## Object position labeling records
⟨
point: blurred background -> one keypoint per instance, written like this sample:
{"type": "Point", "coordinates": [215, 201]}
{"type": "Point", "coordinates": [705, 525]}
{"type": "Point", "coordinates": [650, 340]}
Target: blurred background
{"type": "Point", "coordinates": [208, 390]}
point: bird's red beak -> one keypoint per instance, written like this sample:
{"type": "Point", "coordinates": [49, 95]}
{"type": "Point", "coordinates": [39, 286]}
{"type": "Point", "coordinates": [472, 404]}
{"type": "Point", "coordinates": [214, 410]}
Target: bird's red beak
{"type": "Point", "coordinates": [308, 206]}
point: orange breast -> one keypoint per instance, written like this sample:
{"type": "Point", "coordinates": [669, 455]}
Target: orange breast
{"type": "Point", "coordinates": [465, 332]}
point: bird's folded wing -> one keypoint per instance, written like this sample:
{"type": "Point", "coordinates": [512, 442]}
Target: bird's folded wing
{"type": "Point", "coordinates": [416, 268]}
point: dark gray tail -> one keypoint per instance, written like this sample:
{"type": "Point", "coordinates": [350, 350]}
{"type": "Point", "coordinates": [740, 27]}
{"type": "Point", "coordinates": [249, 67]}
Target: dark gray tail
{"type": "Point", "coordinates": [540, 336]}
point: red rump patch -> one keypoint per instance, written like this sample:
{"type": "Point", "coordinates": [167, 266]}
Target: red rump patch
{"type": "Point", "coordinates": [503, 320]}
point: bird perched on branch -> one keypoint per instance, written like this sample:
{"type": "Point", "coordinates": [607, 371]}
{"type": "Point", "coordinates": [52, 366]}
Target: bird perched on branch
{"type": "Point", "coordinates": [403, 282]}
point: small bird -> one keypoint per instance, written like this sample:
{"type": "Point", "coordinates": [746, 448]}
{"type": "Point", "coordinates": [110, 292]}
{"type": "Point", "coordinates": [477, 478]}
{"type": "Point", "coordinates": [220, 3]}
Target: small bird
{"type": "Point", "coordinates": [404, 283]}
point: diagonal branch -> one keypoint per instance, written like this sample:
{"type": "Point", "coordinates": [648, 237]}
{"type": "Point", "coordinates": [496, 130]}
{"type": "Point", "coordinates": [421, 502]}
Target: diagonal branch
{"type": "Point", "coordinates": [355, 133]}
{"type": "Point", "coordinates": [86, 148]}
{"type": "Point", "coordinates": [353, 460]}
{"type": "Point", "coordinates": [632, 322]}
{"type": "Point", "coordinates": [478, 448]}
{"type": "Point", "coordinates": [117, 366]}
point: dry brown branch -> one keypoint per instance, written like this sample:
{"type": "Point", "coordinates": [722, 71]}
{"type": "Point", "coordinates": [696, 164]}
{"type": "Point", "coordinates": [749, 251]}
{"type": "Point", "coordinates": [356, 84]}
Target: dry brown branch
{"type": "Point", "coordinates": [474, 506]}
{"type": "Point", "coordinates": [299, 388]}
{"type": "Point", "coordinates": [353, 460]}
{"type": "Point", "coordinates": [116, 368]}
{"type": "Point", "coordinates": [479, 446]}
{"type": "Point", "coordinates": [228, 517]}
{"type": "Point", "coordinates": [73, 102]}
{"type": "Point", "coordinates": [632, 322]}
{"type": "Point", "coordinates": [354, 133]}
⟩
## EXERCISE INSTRUCTIONS
Reproduce every line of the records above without any change.

## ANSWER
point: blurred background -> one keypoint per instance, written like this sample:
{"type": "Point", "coordinates": [215, 201]}
{"type": "Point", "coordinates": [705, 525]}
{"type": "Point", "coordinates": [650, 340]}
Target: blurred background
{"type": "Point", "coordinates": [208, 390]}
point: bird's red beak -> one keypoint per instance, written like this sample:
{"type": "Point", "coordinates": [49, 95]}
{"type": "Point", "coordinates": [39, 286]}
{"type": "Point", "coordinates": [472, 404]}
{"type": "Point", "coordinates": [214, 410]}
Target: bird's red beak
{"type": "Point", "coordinates": [308, 206]}
point: orange breast -> one keypoint per instance, written like this sample:
{"type": "Point", "coordinates": [669, 455]}
Target: orange breast
{"type": "Point", "coordinates": [465, 332]}
point: bird's folded wing -> one keypoint per instance, written like this sample:
{"type": "Point", "coordinates": [512, 442]}
Target: bird's folded wing
{"type": "Point", "coordinates": [416, 268]}
point: dark gray tail -> one keypoint per instance, written like this sample:
{"type": "Point", "coordinates": [350, 350]}
{"type": "Point", "coordinates": [740, 27]}
{"type": "Point", "coordinates": [249, 67]}
Target: dark gray tail
{"type": "Point", "coordinates": [540, 336]}
point: red rump patch -> one keypoint per instance, written like this sample:
{"type": "Point", "coordinates": [167, 266]}
Target: red rump patch
{"type": "Point", "coordinates": [503, 320]}
point: bird perched on branch -> one keypoint per instance, written like this sample:
{"type": "Point", "coordinates": [607, 371]}
{"type": "Point", "coordinates": [52, 366]}
Target: bird perched on branch
{"type": "Point", "coordinates": [403, 282]}
point: small bird -> one keypoint per instance, written like this sample:
{"type": "Point", "coordinates": [746, 448]}
{"type": "Point", "coordinates": [110, 292]}
{"type": "Point", "coordinates": [477, 478]}
{"type": "Point", "coordinates": [220, 3]}
Target: small bird
{"type": "Point", "coordinates": [404, 283]}
point: diagonal branch -> one keypoint per instance, written like this sample:
{"type": "Point", "coordinates": [648, 237]}
{"type": "Point", "coordinates": [496, 130]}
{"type": "Point", "coordinates": [421, 502]}
Target: diagonal branch
{"type": "Point", "coordinates": [355, 133]}
{"type": "Point", "coordinates": [86, 148]}
{"type": "Point", "coordinates": [353, 460]}
{"type": "Point", "coordinates": [632, 322]}
{"type": "Point", "coordinates": [478, 448]}
{"type": "Point", "coordinates": [117, 366]}
point: dry brown branch -> one keypoint per instance, written like this sample:
{"type": "Point", "coordinates": [722, 71]}
{"type": "Point", "coordinates": [696, 164]}
{"type": "Point", "coordinates": [749, 251]}
{"type": "Point", "coordinates": [356, 84]}
Target: dry brown branch
{"type": "Point", "coordinates": [474, 506]}
{"type": "Point", "coordinates": [299, 388]}
{"type": "Point", "coordinates": [353, 460]}
{"type": "Point", "coordinates": [116, 368]}
{"type": "Point", "coordinates": [479, 446]}
{"type": "Point", "coordinates": [228, 517]}
{"type": "Point", "coordinates": [73, 102]}
{"type": "Point", "coordinates": [632, 322]}
{"type": "Point", "coordinates": [354, 133]}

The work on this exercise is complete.